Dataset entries

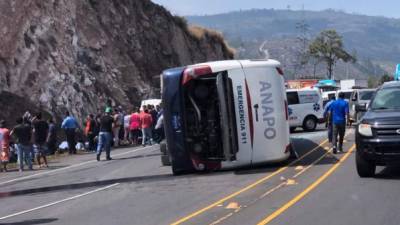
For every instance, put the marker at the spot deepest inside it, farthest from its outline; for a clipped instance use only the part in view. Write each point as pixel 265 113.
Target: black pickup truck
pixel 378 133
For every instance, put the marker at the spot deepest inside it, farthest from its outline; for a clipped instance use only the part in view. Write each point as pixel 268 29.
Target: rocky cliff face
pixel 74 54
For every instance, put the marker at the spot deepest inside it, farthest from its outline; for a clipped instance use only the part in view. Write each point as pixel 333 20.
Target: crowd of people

* * *

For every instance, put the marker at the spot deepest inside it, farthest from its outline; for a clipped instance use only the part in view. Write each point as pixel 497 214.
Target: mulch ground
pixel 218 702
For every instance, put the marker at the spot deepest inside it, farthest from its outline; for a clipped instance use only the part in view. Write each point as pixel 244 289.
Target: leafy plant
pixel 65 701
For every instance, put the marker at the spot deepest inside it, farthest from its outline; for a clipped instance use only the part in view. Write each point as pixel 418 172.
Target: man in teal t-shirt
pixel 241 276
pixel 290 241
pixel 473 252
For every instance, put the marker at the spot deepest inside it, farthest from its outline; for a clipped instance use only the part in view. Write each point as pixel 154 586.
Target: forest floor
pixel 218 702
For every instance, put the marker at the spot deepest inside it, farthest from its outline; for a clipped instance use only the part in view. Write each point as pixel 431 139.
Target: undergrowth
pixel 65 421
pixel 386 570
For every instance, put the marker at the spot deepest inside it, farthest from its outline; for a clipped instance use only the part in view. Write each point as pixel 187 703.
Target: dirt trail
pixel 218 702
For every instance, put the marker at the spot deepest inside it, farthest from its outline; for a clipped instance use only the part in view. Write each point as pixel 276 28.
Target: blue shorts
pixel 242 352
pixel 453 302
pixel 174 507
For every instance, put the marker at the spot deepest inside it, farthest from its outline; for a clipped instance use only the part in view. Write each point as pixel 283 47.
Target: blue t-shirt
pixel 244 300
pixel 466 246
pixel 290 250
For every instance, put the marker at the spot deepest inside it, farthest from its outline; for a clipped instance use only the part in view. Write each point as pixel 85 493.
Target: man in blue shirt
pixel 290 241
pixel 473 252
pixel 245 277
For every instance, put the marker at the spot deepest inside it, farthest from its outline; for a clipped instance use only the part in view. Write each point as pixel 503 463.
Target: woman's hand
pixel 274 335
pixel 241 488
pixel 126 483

* * *

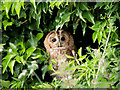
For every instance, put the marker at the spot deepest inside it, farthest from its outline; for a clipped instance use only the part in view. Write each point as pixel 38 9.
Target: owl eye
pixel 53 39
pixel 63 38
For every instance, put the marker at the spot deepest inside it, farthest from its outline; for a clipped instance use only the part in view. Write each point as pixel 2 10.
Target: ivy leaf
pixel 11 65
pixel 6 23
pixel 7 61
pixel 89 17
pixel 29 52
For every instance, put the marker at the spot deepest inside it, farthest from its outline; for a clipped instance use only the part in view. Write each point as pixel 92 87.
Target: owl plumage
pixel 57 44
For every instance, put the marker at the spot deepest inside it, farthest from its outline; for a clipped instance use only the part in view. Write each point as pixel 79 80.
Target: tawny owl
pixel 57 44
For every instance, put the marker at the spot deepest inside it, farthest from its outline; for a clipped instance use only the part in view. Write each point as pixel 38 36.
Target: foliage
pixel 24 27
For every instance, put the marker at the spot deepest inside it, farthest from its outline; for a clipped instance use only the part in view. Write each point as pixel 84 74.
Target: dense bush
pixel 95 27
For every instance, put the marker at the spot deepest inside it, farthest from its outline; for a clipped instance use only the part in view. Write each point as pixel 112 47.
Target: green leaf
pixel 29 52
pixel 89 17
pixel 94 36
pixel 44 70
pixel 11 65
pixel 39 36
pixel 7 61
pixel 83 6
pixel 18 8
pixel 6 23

- EXERCISE DESCRIPTION:
What is asked for is an exact copy of the lines above from the one containing "pixel 268 29." through the one containing "Target: crowd of people", and only those.

- WRITTEN ANSWER:
For every instance, put the marker at the spot deepest inside it, farthest from its outline; for a clipped instance use only the part in view. Write each point as pixel 268 29.
Target: rocky cliff face
pixel 74 54
For every instance, put the marker at the spot deepest inside it, farthest from its outline; for a clipped instance use only the part in view. Write each point as pixel 333 20.
Target: crowd of people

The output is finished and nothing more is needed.